Problem requirements: Copy out all the entries word for word.

Supplied material:
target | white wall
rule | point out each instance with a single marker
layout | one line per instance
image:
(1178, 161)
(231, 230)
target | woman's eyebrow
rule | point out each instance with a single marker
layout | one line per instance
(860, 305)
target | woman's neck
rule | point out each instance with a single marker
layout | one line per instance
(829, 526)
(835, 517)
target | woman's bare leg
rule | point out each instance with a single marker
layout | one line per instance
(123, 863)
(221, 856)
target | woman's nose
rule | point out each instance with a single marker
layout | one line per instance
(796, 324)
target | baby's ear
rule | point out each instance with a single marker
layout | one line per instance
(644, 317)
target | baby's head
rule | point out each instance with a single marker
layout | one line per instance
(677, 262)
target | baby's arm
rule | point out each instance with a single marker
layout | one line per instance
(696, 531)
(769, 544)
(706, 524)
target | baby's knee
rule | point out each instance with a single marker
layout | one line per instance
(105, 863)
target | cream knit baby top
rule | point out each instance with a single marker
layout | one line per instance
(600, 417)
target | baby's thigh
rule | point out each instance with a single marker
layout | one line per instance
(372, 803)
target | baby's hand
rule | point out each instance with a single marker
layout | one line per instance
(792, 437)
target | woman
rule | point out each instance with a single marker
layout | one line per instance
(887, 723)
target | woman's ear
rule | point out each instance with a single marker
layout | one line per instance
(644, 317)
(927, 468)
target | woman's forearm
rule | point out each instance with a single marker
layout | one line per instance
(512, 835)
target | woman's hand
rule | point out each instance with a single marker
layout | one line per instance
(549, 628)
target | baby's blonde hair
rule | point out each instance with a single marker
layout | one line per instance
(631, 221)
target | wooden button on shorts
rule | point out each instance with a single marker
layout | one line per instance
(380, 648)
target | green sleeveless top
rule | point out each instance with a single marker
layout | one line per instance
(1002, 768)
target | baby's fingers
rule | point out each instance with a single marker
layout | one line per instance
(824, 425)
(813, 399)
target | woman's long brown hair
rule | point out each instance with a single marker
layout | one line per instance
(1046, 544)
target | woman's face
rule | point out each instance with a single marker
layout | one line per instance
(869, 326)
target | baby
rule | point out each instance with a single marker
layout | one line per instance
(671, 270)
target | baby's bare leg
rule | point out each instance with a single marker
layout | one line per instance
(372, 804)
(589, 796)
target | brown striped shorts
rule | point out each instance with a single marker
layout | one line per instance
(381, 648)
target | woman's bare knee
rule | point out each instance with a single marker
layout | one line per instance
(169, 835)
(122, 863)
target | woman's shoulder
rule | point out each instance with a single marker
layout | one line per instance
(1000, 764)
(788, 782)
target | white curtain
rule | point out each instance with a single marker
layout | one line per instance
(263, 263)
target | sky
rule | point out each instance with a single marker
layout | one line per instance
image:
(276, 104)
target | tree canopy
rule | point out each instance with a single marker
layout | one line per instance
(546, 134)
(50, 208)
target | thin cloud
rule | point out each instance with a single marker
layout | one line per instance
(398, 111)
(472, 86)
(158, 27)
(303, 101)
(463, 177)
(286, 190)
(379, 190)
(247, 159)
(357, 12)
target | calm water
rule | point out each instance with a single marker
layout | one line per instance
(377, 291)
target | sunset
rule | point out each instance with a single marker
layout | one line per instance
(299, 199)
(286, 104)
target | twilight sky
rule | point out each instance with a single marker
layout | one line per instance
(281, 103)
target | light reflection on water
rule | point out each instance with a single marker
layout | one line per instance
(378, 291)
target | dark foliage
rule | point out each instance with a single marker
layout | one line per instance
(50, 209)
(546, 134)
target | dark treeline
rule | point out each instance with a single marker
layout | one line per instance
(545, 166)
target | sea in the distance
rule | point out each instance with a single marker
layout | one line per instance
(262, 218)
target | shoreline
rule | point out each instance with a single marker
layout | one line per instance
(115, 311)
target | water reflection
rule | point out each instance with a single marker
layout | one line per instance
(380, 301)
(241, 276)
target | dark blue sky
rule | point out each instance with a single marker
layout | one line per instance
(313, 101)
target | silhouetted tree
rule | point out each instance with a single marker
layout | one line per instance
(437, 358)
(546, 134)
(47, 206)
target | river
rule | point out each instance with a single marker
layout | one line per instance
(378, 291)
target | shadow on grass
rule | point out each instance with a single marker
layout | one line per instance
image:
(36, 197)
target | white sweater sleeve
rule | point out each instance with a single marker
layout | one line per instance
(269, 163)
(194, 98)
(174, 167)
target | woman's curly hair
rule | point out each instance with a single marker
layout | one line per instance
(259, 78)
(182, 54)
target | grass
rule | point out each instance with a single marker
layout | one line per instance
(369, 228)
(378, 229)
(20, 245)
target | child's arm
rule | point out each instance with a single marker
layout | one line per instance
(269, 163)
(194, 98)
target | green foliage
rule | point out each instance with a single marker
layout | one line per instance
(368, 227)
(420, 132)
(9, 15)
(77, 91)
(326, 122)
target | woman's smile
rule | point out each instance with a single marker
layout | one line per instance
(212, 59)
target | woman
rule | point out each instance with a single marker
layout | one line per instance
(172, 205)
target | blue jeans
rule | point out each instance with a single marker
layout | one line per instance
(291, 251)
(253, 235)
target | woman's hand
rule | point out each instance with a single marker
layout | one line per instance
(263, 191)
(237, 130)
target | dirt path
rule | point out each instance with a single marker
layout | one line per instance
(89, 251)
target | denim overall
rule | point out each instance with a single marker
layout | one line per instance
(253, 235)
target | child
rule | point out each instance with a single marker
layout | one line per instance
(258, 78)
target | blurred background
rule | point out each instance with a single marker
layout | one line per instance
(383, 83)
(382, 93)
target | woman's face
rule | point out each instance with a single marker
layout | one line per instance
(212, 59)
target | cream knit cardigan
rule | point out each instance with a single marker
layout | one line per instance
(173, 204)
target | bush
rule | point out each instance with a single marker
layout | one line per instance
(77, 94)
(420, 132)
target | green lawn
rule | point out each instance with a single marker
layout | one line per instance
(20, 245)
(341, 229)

Final answer:
target | white wall
rule | point out each instance with a single marker
layout | one line per instance
image:
(1178, 161)
(231, 230)
target | woman's eyebrow
rule | point out each instance with a single marker
layout | one line per instance
(860, 305)
target | woman's neck
rule | point out each instance with a single marker
layout | one line per instance
(829, 526)
(835, 517)
target | woman's bare leg
rule | point out each instance with a single marker
layout | one line per instance
(123, 863)
(221, 856)
target | woman's nose
rule | point out each instance with a single marker
layout | one line per instance
(796, 324)
target | baby's ear
rule | point out each instance with a single marker
layout | one line per instance
(644, 317)
target | baby's head
rule | point out each instance with a single marker
layout | one line per instance
(677, 262)
target | baby's arm
rule | point out each instance with a single marker
layout | one line per instance
(696, 531)
(769, 544)
(706, 524)
target | baby's knee
rule | point out each instance with a single marker
layout | one line per instance
(105, 863)
target | cream knit baby top
rule | point out each instance with a single marker
layout | one line per instance
(600, 417)
target | baby's thigh
rule | point out each instance with a single marker
layout | one line per instance
(372, 803)
target | baby's hand
rule | point out each instance with a single marker
layout | one line per instance
(792, 437)
target | woman
rule | point out each instance with a single marker
layout | one line per instance
(887, 723)
target | woman's ear
rule | point out each instance with a single marker
layout | one line per instance
(644, 317)
(927, 468)
target | woman's forearm
rule | point out each instance with a single marker
layout | one line per instance
(512, 835)
target | woman's hand
rule | point out each instance with a single marker
layout | one line per instance
(549, 628)
target | baby's blonde hair
rule | point out each instance with a single marker
layout | one line per instance
(631, 221)
target | wooden button on shorts
rule | point out each instance with a single marker
layout | one line per instance
(380, 648)
target | green sleeveless top
rule | point out each instance with a single marker
layout | one line per instance
(1002, 768)
target | baby's fingers
rule | point out each instance with a single marker
layout | one line per instance
(824, 425)
(813, 399)
target | woman's long brown hair
rule | point out each instance with a single marker
layout | one line per instance
(1046, 544)
target | woman's face
rule | point out each instance with a single marker
layout | one line per instance
(869, 326)
target | baby
rule | point out each instance with a single marker
layout | one line per instance
(671, 270)
target | baby's bare leg
rule | point out each instance with a single marker
layout | one line per instance
(372, 804)
(589, 796)
target | brown striped shorts
rule | point out each instance with a single marker
layout | one line per instance
(381, 648)
target | woman's bare knee
rule | point out each instance with a single marker
layout | one line per instance
(169, 835)
(122, 863)
target | woman's shoulder
rule | point out each instance with a single marker
layout | one line per instance
(1000, 764)
(788, 782)
target | white curtain
rule | point out each instance with a single marker
layout | one line per instance
(263, 263)
target | sky
rule | point out each instance with a single marker
layout | one line per instance
image:
(276, 104)
target | tree canopy
rule | point out each instance with a single marker
layout | one line per instance
(546, 134)
(50, 208)
target | thin cloud
rule | point out each instance with a single marker
layout | one line per instance
(398, 111)
(472, 86)
(158, 27)
(303, 101)
(463, 177)
(286, 190)
(379, 190)
(247, 159)
(357, 12)
target | calm water
rule | point out each instance with a single marker
layout | one line per instance
(377, 291)
target | sunset
rule | point out each instance with a single marker
layout | one line per instance
(299, 199)
(286, 104)
target | twilight sky
rule | point out each instance with a single marker
layout | one line per instance
(281, 103)
target | light reflection on water
rule | point out each instance with a single marker
layout | one line per instance
(378, 291)
target | dark foliage
rule | point out each instance with a single marker
layout | one line per instance
(50, 209)
(546, 134)
target | dark treeline
rule | point out each instance with a single marker
layout | one line per instance
(545, 166)
target | sea in the distance
rule | point out each instance with a single marker
layout | one line per instance
(262, 218)
target | shoreline
rule | point out each instance with a single marker
layout | one line per instance
(115, 311)
target | water reflection
rule | point out each instance with a single marker
layout | one line per instance
(380, 301)
(241, 276)
target | dark blue sky
rule | point out each instance with a single marker
layout | one line per instance
(313, 101)
target | silhouetted tree
rule | point out each instance with a single marker
layout | one line per instance
(437, 358)
(546, 134)
(47, 206)
target | river
rule | point out each instance with a single marker
layout | one line per instance
(378, 291)
target | shadow on grass
rule | point out each instance with a single marker
layout | one line per instance
image:
(36, 197)
target | white sweater sleeve
rule | point out each instance with a single marker
layout | one line per instance
(269, 163)
(194, 98)
(174, 167)
target | woman's curly hair
rule | point out each instance with a single marker
layout | one line per instance
(259, 78)
(182, 54)
target | grass
rule | point out each instance with a single marker
layout | one line per instance
(369, 228)
(378, 229)
(20, 245)
target | child's arm
rule | point out each instance with a single marker
layout | one line per instance
(269, 163)
(194, 98)
target | green foliage
rule | point out each instance with a single marker
layout | one line per instance
(368, 227)
(420, 132)
(9, 15)
(77, 91)
(326, 122)
target | woman's smile
rule | point out each instance with a single marker
layout | one line per instance
(212, 59)
target | woman
rule | point out each instance with a single marker
layout | one line per instance
(172, 205)
target | blue jeans
rule | point out each instance with a single marker
layout | one line per instance
(291, 251)
(253, 235)
target | woman's hand
rule | point out each instance with a single marker
layout | one line per instance
(263, 191)
(237, 130)
target | dirt path
rule | point out each instance with a single marker
layout | one line per instance
(89, 251)
target | denim overall
rule | point out each instance with a single marker
layout | one line per instance
(253, 235)
target | child
rule | point out each instance with a single marker
layout | one line per instance
(258, 78)
target | blurred background
rule | point out each instance with a single marker
layout | one line per instance
(383, 83)
(382, 93)
target | woman's face
rule | point out each instance with a single marker
layout | one line per instance
(212, 59)
target | cream knit cardigan
rule | point out each instance with a single marker
layout | one line per instance
(173, 204)
target | bush
rule | point out each instance with a single marker
layout | one line per instance
(77, 94)
(420, 132)
target | green lawn
rule | point out each instance with a single marker
layout | one line per instance
(20, 245)
(341, 229)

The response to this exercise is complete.